**WHAT THE TASK ASKS:** The required answer is an exact copy of every entry underneath.

**** DATASET EXCERPTS

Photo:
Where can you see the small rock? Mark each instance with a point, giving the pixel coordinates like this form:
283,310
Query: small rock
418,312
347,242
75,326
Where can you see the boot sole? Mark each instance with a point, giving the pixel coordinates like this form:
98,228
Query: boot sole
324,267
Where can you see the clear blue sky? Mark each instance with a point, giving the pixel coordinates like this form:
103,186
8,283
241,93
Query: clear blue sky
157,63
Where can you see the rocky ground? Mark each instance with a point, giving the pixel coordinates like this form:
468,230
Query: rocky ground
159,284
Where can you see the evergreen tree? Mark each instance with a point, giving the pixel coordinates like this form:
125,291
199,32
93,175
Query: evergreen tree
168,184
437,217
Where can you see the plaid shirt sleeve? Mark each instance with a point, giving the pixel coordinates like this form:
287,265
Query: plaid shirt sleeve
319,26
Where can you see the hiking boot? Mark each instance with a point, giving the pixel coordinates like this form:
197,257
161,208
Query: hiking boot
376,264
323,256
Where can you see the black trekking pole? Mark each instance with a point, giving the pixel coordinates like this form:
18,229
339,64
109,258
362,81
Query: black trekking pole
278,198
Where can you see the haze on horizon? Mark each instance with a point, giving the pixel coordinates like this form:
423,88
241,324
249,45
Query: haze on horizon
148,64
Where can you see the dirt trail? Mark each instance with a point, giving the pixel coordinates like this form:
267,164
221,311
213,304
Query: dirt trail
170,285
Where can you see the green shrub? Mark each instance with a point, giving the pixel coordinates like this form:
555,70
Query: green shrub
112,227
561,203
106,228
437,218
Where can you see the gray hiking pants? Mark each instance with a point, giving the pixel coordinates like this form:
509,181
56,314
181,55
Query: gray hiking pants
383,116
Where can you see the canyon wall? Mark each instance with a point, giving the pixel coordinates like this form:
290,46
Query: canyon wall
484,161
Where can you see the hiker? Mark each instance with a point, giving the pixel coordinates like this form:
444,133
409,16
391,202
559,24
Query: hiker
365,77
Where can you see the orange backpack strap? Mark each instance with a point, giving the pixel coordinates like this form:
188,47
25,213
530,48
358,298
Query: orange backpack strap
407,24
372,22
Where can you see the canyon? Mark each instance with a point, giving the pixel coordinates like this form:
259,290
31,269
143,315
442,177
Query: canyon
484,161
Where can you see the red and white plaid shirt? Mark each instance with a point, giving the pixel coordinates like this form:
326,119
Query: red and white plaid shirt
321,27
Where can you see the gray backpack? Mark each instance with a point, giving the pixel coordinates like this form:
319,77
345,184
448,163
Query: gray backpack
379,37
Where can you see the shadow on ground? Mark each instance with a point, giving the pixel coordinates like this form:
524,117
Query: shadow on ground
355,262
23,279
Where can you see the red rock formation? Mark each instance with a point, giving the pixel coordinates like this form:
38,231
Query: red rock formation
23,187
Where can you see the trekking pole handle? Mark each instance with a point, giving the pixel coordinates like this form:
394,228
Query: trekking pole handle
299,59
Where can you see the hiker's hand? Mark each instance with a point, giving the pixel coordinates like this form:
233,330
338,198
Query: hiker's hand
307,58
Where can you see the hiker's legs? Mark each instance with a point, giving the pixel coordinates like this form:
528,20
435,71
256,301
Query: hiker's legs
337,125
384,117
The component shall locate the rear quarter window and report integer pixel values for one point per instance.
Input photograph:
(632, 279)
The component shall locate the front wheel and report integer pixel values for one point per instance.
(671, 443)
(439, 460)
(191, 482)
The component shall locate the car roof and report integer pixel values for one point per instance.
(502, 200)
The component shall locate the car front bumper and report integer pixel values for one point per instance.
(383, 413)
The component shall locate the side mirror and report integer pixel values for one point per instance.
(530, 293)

********

**YOUR RESPONSE:**
Photo:
Where can you see the small rock? Mark each instance with a point, giving the pixel coordinates like this form:
283,310
Query: small rock
418,312
347,242
75,326
Where can you see the boot sole? Mark each instance with a point, giving the pixel coordinates like this form:
98,228
Query: boot sole
324,267
Where can you see the clear blue sky? Mark each instance with a point, giving the pixel coordinates like this form:
103,186
8,283
241,93
Query: clear blue sky
157,63
Where can you see the rocky ground? Mark each instance with a point, giving the pixel coordinates like this form:
468,230
Query: rocky ground
159,284
Where can you see the evergreen tree? Mark each instance with a point, giving the pixel coordinates like this form:
125,291
199,32
93,175
Query: evergreen tree
168,184
437,217
Where can you see the plaid shirt sleeve? Mark each instance with a point, giving the pixel coordinates like this form:
287,265
Query: plaid shirt sleeve
319,26
Where can you see the hiking boot? Mark each instance with a point, giving the pixel coordinates like this form:
197,257
161,208
Query: hiking boot
376,264
323,256
Where can you see the black trekking pole? Mark each instance with a point, giving the pixel coordinates like this form:
18,229
339,64
109,258
362,81
Query: black trekking pole
278,198
Where can you see the haze on horizon? Mark each instance with a point, giving the pixel coordinates like this form:
423,88
241,324
249,45
Query: haze on horizon
148,64
Where can you see the dirt trail? Mark each instance with a point, giving the pixel coordinates like this form:
267,164
221,311
213,304
Query: dirt trail
170,285
Where can you see the green shrub? Mark each instance with a point, giving the pixel coordinates like this form:
555,70
Query: green shrub
112,227
561,203
106,228
437,218
Where can you see the gray hiking pants? Mark each instance with a point, giving the pixel coordinates like this form:
509,181
56,314
181,55
Query: gray hiking pants
383,116
Where can you see the canyon wall? Mark each instance with a point, giving the pixel coordinates like this form:
290,46
Query: canyon wall
484,161
Where can you see the hiker? Mark each instance with a point, giving the pixel coordinates like this form:
444,133
409,16
391,202
559,24
Query: hiker
365,77
Where can you see the orange backpack strap? Mark each instance with a point, giving the pixel coordinates like this form:
188,47
25,213
530,48
358,298
Query: orange backpack strap
407,24
372,22
Where can you see the canyon? Mark each instance with a point, giving the pixel coordinates like this form:
259,290
31,269
143,315
442,177
Query: canyon
484,161
Where can you see the red and white plaid shirt? Mark each instance with a point, giving the pixel coordinates like this form:
326,119
Query: red and white plaid shirt
321,27
Where can you see the gray backpack? Mark each instance with a point, giving the pixel coordinates like this form:
319,77
345,184
448,163
Query: gray backpack
379,37
Where can you see the shadow on ground? Mark each instance with a point, giving the pixel coordinates like this form:
524,117
Query: shadow on ground
355,262
23,279
Where can you see the red rock formation? Mark each instance with a point, giving the pixel coordinates like this form:
38,231
Query: red rock formation
23,187
Where can you see the trekking pole handle? Mark each instance with a point, giving the pixel coordinates like this form:
394,228
Query: trekking pole handle
299,59
Where can you see the hiker's hand? Mark each instance with a point, giving the pixel coordinates like this form:
233,330
338,198
Query: hiker's hand
307,58
Where can you see the hiker's legs? Mark each instance with a point, giving the pixel coordinates like this form:
528,20
435,71
256,301
Query: hiker's legs
337,125
384,117
The component shall locate the rear quarter window and report integer pixel values for one point per instance.
Input photograph:
(632, 279)
The component shall locate the front wheel and report integer pixel values for one point per instance.
(671, 443)
(439, 460)
(191, 482)
The component shall locate the car roof and report integer pixel values for one point per instance.
(502, 200)
The component shall locate the car front bumper and report integer pixel values for one point per instance.
(383, 413)
The component shall locate the side mirror and report integer pixel values for one point per instance.
(530, 293)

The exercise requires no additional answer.